# Web Scrapping

In [8]:
import pandas as pd
import requests as rq
from bs4 import BeautifulSoup

In [1]:
URL = "https://www.bbc.com/news"

In [4]:
try:
    res = rq.get(URL)
    res.raise_for_status()
    print("La solicitud fue exitosa")
except Exception as e:
    print(f"Error al obtener la página: {res.status_code}")

La solicitud fue exitosa


In [5]:
soup = BeautifulSoup(res.text, 'html.parser')

In [12]:
links = soup.find_all('a', href=True)
articulos = [link['href'] for link in links if '/news/articles/' in link['href']]

In [9]:
data = []
for articulo in articulos:
    link = f"https://www.bbc.com{articulo}"
    articulo_res = rq.get(link)
    soup_articulo = BeautifulSoup(articulo_res.text, 'html.parser')
    titulo = soup_articulo.find('h1')
    texto =  ' '.join([palabra for p in soup_articulo.find_all('p') for palabra in p.text.strip().lower().split() if palabra.isalpha()])
    if titulo and texto:
        data.append({
            'Titulo': titulo.get_text(),
            'Texto': texto
        })

In [10]:
df = pd.DataFrame(data)

In [11]:
df

Unnamed: 0,Titulo,Texto
0,Putin sets out conditions for Ukraine ceasefire,russian president vladimir putin said he agree...
1,Is Putin ready for a ceasefire or playing for ...,russia is ready for a halt in says vladimir bu...
2,USAID kept Kajol alive – but after the cuts sh...,when kajol contracted tuberculosis in usaid ke...
3,Top Democrat Schumer backs Republican spending...,the us may avert a looming government shutdown...
4,Is Putin ready for a ceasefire or playing for ...,russia is ready for a halt in says vladimir bu...
5,Trump threatens 200% tariff on alcohol from EU,us president donald trump has threatened a tar...
6,'Killed in front of our eyes': How the Pakista...,mehboob hussain was riding the train home on t...
7,UN experts accuse Israel of sexual violence an...,un experts have accused israel of increasingly...
8,Donatella steps down as Versace creative director,donatella versace is to step down from her cre...
9,Judge orders Trump administration to give fire...,a judge has ordered several federal government...


In [13]:
path = "./dataset/"
df.to_csv(path + "BBC_Noticias.csv", index=False)

**Instrucción:** ¿Puedes volver a escribir el tramo del fragmento sobre web scraping desde "1,Is Putin ready" hasta "looming government shutdown...", cambiando "Schumer" por "Jeffries"? Las entradas que vienen a continuación son un material independiente del fragmento.

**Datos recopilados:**
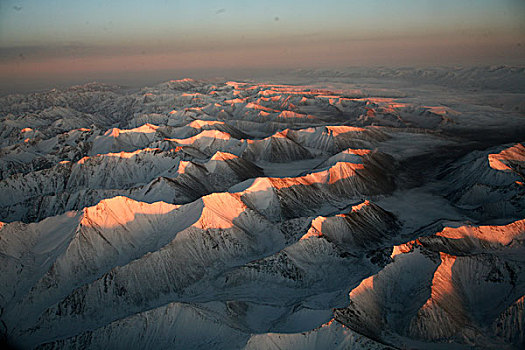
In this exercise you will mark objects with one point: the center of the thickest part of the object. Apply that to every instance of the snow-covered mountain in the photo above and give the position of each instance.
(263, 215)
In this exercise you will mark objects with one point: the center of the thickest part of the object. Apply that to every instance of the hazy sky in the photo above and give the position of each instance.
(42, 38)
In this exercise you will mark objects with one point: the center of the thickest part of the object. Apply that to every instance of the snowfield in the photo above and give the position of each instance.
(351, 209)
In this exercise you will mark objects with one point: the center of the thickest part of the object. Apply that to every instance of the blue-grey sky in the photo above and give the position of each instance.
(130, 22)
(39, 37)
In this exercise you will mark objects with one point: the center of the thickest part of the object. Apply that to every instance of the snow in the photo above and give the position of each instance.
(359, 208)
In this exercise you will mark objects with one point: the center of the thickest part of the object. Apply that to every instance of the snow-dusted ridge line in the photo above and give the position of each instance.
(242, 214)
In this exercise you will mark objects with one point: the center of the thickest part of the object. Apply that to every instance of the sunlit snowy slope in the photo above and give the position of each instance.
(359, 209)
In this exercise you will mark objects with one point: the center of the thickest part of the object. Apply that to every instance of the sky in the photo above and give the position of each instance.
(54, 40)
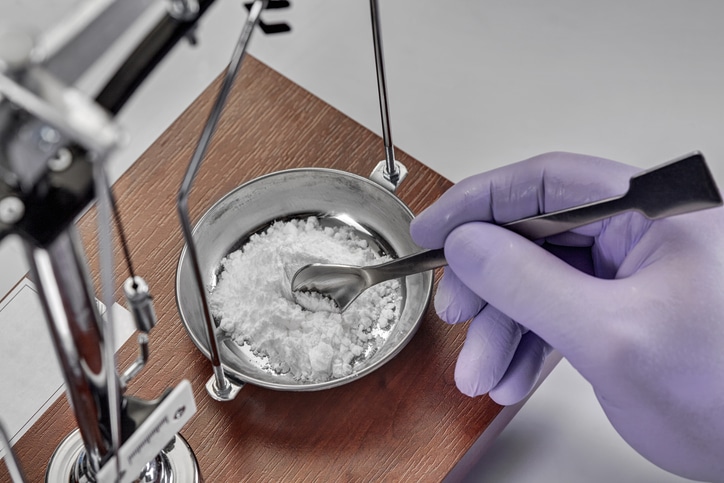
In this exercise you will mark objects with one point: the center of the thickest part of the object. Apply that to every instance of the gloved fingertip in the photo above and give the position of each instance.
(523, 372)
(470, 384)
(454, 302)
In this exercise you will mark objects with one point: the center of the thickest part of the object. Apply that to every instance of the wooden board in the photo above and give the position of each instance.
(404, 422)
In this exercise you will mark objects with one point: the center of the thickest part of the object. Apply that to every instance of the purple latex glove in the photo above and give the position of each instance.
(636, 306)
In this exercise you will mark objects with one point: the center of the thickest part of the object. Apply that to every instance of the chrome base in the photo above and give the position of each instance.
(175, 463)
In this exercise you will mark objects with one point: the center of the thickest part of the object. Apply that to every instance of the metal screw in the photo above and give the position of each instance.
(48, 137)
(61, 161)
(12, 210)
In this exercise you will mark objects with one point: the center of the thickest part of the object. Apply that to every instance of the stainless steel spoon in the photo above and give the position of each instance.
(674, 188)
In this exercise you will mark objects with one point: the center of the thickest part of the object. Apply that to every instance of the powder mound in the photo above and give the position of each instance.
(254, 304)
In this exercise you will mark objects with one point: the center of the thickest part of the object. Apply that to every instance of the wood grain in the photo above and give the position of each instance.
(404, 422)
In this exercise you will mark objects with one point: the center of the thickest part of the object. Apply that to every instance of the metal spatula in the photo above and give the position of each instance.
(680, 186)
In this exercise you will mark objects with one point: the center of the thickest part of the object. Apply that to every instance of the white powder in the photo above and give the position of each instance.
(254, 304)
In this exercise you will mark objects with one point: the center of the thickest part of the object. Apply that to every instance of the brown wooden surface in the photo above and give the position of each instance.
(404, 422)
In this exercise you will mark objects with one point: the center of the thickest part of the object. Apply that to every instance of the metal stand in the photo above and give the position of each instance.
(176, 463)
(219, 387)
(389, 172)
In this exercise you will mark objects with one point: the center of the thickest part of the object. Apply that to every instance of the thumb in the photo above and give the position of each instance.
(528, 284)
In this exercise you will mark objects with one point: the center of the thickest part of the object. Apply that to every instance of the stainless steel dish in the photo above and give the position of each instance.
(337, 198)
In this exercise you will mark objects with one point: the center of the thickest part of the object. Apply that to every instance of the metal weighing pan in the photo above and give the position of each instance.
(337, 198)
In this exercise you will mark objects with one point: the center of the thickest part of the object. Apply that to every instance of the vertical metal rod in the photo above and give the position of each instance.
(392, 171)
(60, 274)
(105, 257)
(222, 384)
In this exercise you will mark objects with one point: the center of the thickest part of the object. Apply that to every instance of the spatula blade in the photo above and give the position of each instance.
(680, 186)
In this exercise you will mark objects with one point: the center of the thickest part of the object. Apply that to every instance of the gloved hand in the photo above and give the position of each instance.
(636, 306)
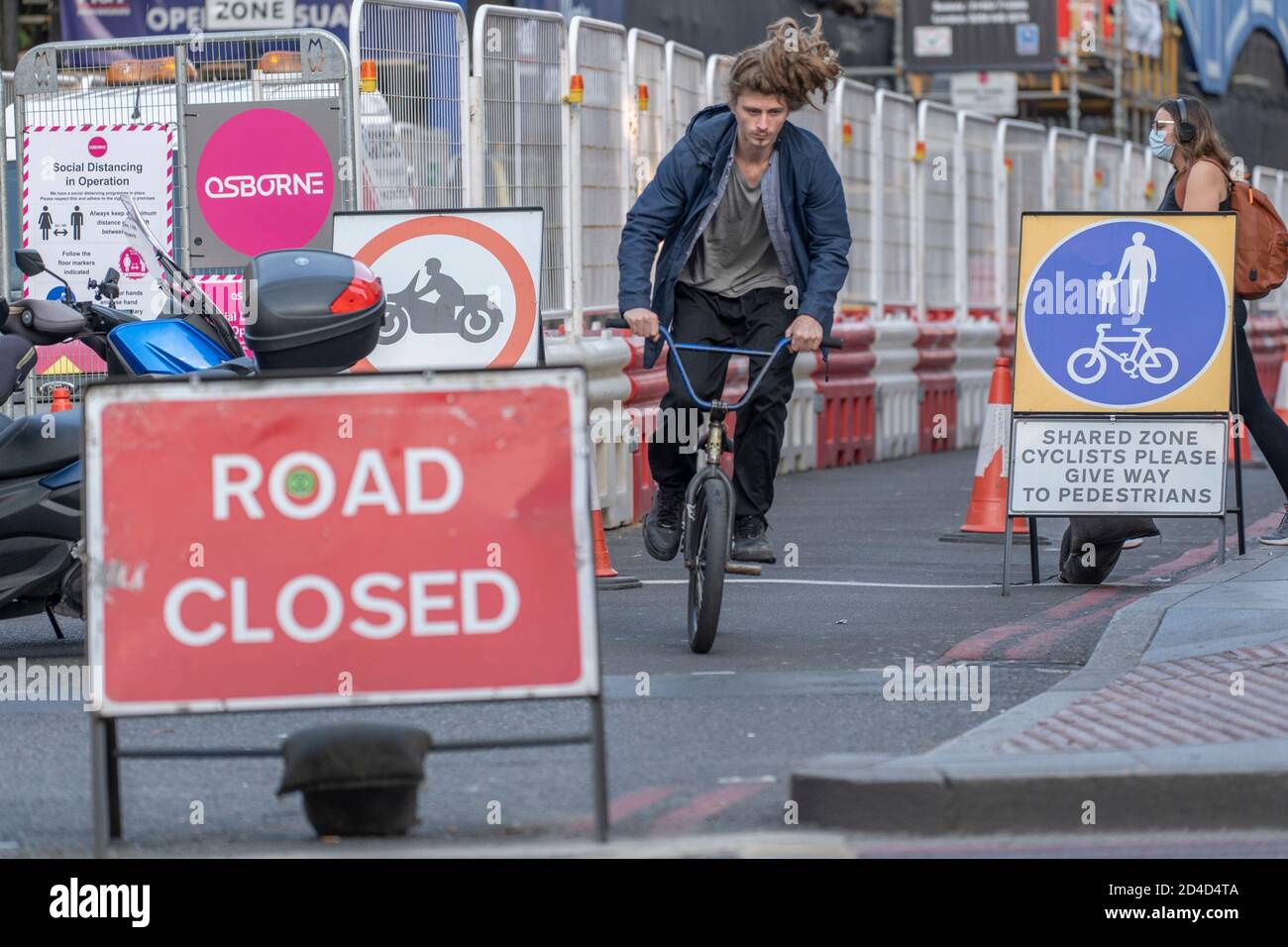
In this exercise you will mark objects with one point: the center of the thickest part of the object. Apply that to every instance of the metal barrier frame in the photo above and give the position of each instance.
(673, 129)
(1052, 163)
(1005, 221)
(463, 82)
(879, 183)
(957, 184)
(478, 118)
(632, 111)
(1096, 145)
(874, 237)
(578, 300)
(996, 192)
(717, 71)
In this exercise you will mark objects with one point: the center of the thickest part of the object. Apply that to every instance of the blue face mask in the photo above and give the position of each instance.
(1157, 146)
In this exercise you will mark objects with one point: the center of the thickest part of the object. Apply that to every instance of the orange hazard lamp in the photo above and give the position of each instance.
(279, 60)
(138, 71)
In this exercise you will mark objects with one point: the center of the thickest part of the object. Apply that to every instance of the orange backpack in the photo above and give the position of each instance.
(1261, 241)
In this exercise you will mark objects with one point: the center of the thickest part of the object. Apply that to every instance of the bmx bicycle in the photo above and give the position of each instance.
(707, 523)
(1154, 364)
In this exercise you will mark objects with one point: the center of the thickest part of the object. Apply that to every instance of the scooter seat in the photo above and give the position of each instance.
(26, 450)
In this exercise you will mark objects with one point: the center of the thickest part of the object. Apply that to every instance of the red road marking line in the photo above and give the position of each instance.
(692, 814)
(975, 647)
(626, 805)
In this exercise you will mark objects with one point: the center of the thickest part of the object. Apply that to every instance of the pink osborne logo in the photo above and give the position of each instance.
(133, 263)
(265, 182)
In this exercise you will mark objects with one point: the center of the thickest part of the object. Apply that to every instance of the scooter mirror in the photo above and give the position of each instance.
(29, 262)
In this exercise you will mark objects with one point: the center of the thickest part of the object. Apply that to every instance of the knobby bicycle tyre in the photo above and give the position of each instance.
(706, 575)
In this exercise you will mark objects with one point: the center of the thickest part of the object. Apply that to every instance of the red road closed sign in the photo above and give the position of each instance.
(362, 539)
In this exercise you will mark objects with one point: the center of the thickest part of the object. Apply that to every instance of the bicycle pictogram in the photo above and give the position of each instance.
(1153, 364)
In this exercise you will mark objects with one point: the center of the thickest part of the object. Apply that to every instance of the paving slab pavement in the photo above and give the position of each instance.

**Resultado:**
1,Is Putin ready for a ceasefire or playing for ...,russia is ready for a halt in says vladimir bu...
2,USAID kept Kajol alive – but after the cuts sh...,when kajol contracted tuberculosis in usaid ke...
3,Top Democrat Jeffries backs Republican spending...,the us may avert a looming government shutdown...